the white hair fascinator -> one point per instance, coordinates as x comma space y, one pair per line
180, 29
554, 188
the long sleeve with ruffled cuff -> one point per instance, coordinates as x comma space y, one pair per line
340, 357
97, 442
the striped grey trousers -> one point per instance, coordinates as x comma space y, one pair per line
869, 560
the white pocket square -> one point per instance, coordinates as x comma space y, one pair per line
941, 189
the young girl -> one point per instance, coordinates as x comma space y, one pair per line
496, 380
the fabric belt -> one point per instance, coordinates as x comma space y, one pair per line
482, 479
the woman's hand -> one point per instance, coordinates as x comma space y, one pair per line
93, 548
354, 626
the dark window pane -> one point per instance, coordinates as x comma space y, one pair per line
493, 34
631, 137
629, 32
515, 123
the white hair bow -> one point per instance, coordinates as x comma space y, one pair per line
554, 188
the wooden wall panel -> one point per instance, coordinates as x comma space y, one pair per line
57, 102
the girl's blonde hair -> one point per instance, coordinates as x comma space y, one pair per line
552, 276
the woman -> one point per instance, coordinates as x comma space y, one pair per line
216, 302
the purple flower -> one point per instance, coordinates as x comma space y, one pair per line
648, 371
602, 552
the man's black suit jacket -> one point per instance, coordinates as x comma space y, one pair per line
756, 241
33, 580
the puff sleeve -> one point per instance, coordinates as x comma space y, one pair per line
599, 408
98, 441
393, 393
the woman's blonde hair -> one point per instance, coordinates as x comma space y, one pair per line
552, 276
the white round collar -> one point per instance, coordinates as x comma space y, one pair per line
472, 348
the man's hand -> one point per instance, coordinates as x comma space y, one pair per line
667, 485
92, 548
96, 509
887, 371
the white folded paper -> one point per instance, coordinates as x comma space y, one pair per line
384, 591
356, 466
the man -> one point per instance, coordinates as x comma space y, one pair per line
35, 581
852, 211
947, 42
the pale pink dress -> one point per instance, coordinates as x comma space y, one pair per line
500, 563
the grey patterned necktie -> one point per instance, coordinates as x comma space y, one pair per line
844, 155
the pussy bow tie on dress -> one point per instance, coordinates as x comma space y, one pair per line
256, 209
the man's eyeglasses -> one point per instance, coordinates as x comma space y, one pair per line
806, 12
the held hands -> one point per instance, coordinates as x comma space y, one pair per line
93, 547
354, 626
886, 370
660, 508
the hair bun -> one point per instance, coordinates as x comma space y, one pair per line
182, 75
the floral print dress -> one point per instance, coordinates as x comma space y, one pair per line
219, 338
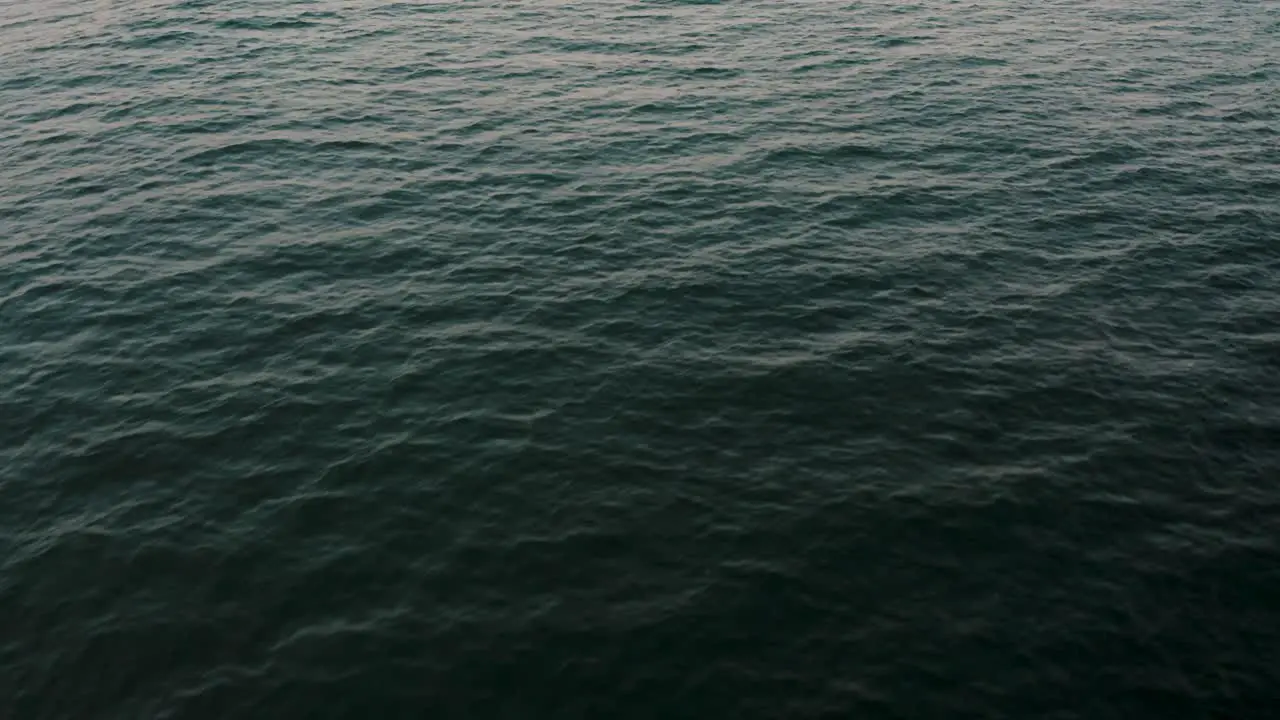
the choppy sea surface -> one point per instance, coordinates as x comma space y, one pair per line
639, 359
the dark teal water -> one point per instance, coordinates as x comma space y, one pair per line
620, 359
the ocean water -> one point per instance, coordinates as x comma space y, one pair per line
639, 359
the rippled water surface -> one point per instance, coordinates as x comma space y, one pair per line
621, 359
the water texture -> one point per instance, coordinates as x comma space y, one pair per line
639, 359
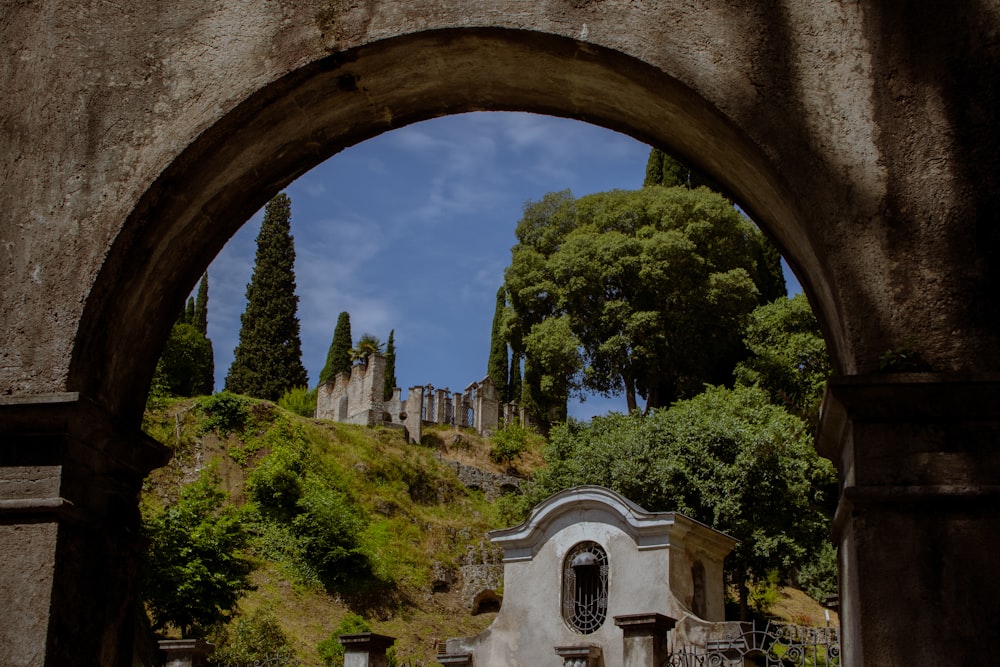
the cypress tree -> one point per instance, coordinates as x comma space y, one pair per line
497, 367
514, 386
268, 358
390, 366
200, 320
338, 357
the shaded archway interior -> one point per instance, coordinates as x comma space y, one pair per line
296, 122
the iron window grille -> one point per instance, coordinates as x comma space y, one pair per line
585, 587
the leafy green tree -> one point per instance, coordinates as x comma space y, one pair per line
186, 366
268, 358
300, 400
728, 458
788, 357
663, 169
193, 572
508, 443
367, 345
255, 639
390, 366
514, 385
653, 287
338, 357
497, 366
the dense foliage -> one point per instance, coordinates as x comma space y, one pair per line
390, 366
187, 364
193, 572
268, 358
727, 457
788, 356
497, 367
338, 357
636, 292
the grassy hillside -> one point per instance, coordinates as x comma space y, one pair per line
417, 519
413, 519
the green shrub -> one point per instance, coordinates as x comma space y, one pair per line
300, 400
509, 442
193, 572
256, 639
330, 650
818, 577
276, 483
328, 526
224, 412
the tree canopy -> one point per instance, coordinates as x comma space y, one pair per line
390, 366
727, 457
194, 572
187, 364
268, 358
643, 292
788, 357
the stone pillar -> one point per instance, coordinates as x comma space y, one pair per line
365, 649
70, 476
644, 641
918, 522
413, 421
440, 406
579, 656
185, 652
458, 407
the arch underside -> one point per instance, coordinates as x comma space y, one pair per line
305, 117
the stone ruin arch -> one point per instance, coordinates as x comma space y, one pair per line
862, 136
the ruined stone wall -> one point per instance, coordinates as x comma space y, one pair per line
356, 398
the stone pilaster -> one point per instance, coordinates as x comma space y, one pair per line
══════
* _EXERCISE BRIEF_: Provide an exact copy of the records, excluding every picture.

* _YOUR SOLUTION_:
the white hair fascinator -> one point per instance, coordinates as x comma space y, one pair per line
180, 29
554, 188
the long sleeve with ruffled cuff -> one point per instance, coordinates as x comma space y, one pair per line
340, 357
97, 442
the striped grey trousers -> one point per instance, coordinates as x comma space y, one pair per line
869, 560
the white pocket square -> one point per instance, coordinates as x comma space y, one pair per line
941, 189
the young girl -> one point per instance, coordinates as x comma space y, one pair per line
496, 380
the fabric belt -> one point per instance, coordinates as x comma space y, one pair per line
482, 479
the woman's hand -> one point per instance, coordinates as x comma space y, one pair per line
93, 548
354, 626
the dark window pane -> one point per instance, coordinates as x comma space y, one pair per line
493, 34
631, 137
629, 32
515, 123
the white hair bow -> one point per instance, coordinates as x comma space y, one pair per line
554, 188
the wooden wall panel -> one point per instance, coordinates as x comma space y, one pair per line
57, 102
the girl's blonde hair -> one point per instance, coordinates as x comma space y, one pair per line
552, 276
the woman -> one point per instance, coordinates as x comma space y, one pair per line
216, 302
the purple flower -> one point per instance, coordinates as x comma space y, one pair per line
648, 371
602, 552
the man's black suit jacket -> one point per instance, coordinates as x comma space y, one pair per line
756, 241
33, 580
the puff sleeve -> one point per instance, coordinates as x comma space y, one pair per line
599, 408
98, 441
393, 393
the woman's blonde hair -> one point per instance, coordinates as x comma space y, one pair per line
552, 276
the white round collar -> one point per instance, coordinates as x comma space y, one pair per line
472, 348
the man's hand -> one point per instance, coordinates as x comma space y, one pair per line
667, 485
92, 548
96, 509
887, 371
the white folded paper -> one point per instance, coordinates as x comma space y, one pair per line
384, 591
356, 466
the man -> one point per instance, coordinates as x comma space y, one pair per line
35, 581
852, 211
947, 42
the pale pink dress -> one point per instance, coordinates as x comma space y, one pair per line
500, 563
the grey patterned necktie -> one point per instance, coordinates as x comma space y, one pair per line
844, 155
the pussy bow tie on dress -> one point per instance, coordinates as x comma space y, one pair per line
256, 209
the man's eyeglasses -> one point per instance, coordinates as x comma space y, one pair per line
806, 12
the held hands -> one point per instance, coordinates as x comma space y, one pair per line
93, 547
354, 626
886, 370
660, 508
the hair bun -> one point per instance, coordinates as x comma space y, one pair per line
182, 75
the floral print dress -> one point per instance, coordinates as x comma space y, one pair per line
219, 338
the choppy sea surface -> one point per instance, coordinates as x comma space y, one pair per line
639, 359
the dark teal water -> one point per instance, coordinates as x comma space y, one pair per line
620, 359
the ocean water -> one point per instance, coordinates as x comma space y, one pair per line
639, 359
the rippled water surface -> one point per instance, coordinates as x comma space y, one pair per line
621, 359
the water texture -> one point per instance, coordinates as x comma space y, one pair per line
639, 359
the cypress tree -> one point per instance, coordinates as x comma space y, one pair per line
497, 367
514, 386
268, 358
390, 366
200, 320
338, 357
the shaded archway interior -> one point per instance, coordinates as x comma space y, one pair per line
296, 122
the iron window grille -> one point per instance, coordinates as x comma space y, one pair per line
585, 587
the leafy green tree -> one point per instance, coordinates as x comma space y, one pair per line
186, 366
268, 358
300, 400
728, 458
788, 357
663, 169
193, 572
508, 443
367, 345
255, 639
390, 366
514, 385
653, 287
338, 357
497, 366
the dense foliage -> one point per instance, coordinates as x comma space y, one pair per line
390, 366
187, 364
193, 572
268, 358
727, 457
788, 356
497, 367
338, 357
636, 292
the grassy hillside -> one point per instance, coordinates as x comma space y, one pair per line
417, 519
413, 519
the green shrub -> one point per instance, coordinates as x comma space y, one pair per line
300, 400
509, 442
193, 572
256, 639
330, 650
818, 577
276, 483
328, 526
224, 412
the tree canopy -> one point per instance, coordinates as x comma space y, one pair per line
390, 366
727, 457
194, 572
187, 364
268, 358
643, 292
788, 357
the stone pillar -> one point per instance, coordinates as x comma space y, one pair per line
365, 649
70, 476
644, 641
918, 522
413, 421
440, 406
579, 656
185, 652
458, 407
the arch underside -> one point per instance, coordinates as x comma space y, one pair per line
305, 117
the stone ruin arch -> one point per instance, coordinates as x comma space y, one pair per line
862, 136
the ruined stone wall -> one point per instance, coordinates as x comma space y, one pair per line
356, 398
the stone pilaster -> one point per instance, coordinates as x comma space y, one pair per line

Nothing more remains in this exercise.